Aim of the task:
Write down each entry again, exactly as it reads.

Records to use:
______________________________

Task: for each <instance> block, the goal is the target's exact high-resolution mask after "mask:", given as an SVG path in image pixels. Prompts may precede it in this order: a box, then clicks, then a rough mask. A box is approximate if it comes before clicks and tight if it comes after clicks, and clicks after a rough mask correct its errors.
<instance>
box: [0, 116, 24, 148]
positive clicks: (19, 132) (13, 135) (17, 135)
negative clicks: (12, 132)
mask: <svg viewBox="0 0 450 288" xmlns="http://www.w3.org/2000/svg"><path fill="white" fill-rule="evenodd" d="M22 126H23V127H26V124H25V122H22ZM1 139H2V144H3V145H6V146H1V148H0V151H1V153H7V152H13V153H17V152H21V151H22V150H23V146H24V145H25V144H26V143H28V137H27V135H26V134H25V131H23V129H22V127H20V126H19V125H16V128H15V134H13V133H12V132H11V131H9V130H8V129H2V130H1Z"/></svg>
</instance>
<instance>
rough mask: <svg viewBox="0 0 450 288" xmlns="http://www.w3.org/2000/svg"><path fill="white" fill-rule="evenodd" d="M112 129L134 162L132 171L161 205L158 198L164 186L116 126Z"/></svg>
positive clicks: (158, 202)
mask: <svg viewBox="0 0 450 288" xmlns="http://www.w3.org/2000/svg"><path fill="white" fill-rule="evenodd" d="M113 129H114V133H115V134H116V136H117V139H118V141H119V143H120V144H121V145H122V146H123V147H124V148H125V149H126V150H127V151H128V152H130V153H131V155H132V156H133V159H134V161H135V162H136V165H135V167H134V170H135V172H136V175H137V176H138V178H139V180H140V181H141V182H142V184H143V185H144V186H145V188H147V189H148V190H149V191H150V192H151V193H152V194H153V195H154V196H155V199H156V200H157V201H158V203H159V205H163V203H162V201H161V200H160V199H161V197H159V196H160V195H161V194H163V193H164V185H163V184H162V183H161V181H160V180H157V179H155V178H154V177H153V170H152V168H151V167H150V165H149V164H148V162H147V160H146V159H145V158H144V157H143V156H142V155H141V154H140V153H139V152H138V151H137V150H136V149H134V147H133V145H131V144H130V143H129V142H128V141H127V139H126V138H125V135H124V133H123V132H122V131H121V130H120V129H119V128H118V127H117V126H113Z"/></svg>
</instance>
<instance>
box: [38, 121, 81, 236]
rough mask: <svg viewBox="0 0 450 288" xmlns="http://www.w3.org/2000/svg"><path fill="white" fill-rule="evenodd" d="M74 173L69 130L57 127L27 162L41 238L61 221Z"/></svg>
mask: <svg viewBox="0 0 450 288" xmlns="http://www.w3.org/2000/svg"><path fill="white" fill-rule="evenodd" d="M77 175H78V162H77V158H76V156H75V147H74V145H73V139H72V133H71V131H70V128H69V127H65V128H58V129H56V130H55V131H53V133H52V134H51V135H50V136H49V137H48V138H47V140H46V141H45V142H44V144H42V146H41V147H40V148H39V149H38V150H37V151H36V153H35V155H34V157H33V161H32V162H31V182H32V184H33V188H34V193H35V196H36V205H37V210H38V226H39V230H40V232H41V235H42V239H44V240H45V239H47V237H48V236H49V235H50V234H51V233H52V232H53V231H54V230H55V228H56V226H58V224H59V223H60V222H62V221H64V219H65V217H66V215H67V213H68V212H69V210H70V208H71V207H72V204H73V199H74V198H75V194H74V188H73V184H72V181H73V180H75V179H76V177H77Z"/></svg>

______________________________

Reply to the task:
Task: for each <instance> block, the goal is the target's exact high-resolution mask after "mask:", given as an SVG path in image pixels. Prompts may precede it in this order: a box, then clicks, then a rough mask. A box is approximate if it comes before clicks and tight if it comes after clicks, and clicks after a rough mask correct its errors.
<instance>
box: [0, 116, 24, 148]
positive clicks: (19, 132) (13, 135) (17, 135)
negative clicks: (12, 132)
mask: <svg viewBox="0 0 450 288" xmlns="http://www.w3.org/2000/svg"><path fill="white" fill-rule="evenodd" d="M22 126H23V127H26V124H25V122H22ZM1 139H2V144H3V145H6V146H1V148H0V151H1V153H7V152H13V153H17V152H21V151H22V150H23V146H24V145H25V144H26V143H28V137H27V135H26V134H25V131H23V129H22V127H20V126H19V125H16V128H15V134H13V133H12V132H11V131H9V130H8V129H2V130H1Z"/></svg>
</instance>
<instance>
rough mask: <svg viewBox="0 0 450 288" xmlns="http://www.w3.org/2000/svg"><path fill="white" fill-rule="evenodd" d="M112 129L134 162L132 171L161 205L158 198L164 186L116 126Z"/></svg>
positive clicks: (158, 202)
mask: <svg viewBox="0 0 450 288" xmlns="http://www.w3.org/2000/svg"><path fill="white" fill-rule="evenodd" d="M113 129H114V133H115V134H116V136H117V139H118V141H119V143H120V144H121V145H122V146H123V147H124V148H125V149H126V150H127V151H128V152H130V153H131V155H132V156H133V159H134V161H135V162H136V165H135V167H134V170H135V172H136V175H137V176H138V178H139V180H140V181H141V182H142V184H143V185H144V186H145V188H147V189H148V190H149V191H150V192H151V193H152V194H153V195H154V196H155V199H156V200H157V201H158V203H159V205H163V203H162V201H161V200H160V199H161V197H159V196H160V195H161V194H163V193H164V185H163V184H162V183H161V181H160V180H157V179H155V178H154V177H153V170H152V168H151V167H150V165H149V164H148V162H147V160H146V159H145V158H144V157H143V156H142V155H141V154H140V153H139V152H138V151H137V150H136V149H134V147H133V145H131V144H130V143H129V142H128V141H127V139H126V138H125V135H124V133H123V132H122V131H121V130H120V129H119V128H118V127H117V126H113Z"/></svg>
</instance>
<instance>
box: [38, 121, 81, 236]
rough mask: <svg viewBox="0 0 450 288" xmlns="http://www.w3.org/2000/svg"><path fill="white" fill-rule="evenodd" d="M74 173L69 130L57 127L27 162L41 238L61 221Z"/></svg>
mask: <svg viewBox="0 0 450 288" xmlns="http://www.w3.org/2000/svg"><path fill="white" fill-rule="evenodd" d="M77 175H78V162H77V158H76V156H75V147H74V145H73V139H72V133H71V131H70V128H69V127H65V128H58V129H56V130H55V131H53V133H52V134H51V135H50V136H49V137H48V138H47V140H46V141H45V142H44V144H42V146H41V147H40V148H39V149H38V150H37V151H36V153H35V155H34V157H33V161H32V162H31V182H32V184H33V188H34V193H35V196H36V205H37V210H38V226H39V230H40V232H41V235H42V239H44V240H45V239H47V237H48V236H49V235H50V234H51V233H52V232H53V231H54V230H55V228H56V226H58V224H59V223H60V222H62V221H64V219H65V217H66V215H67V213H68V212H69V210H70V208H71V207H72V204H73V199H74V198H75V194H74V188H73V184H72V181H73V180H75V179H76V177H77Z"/></svg>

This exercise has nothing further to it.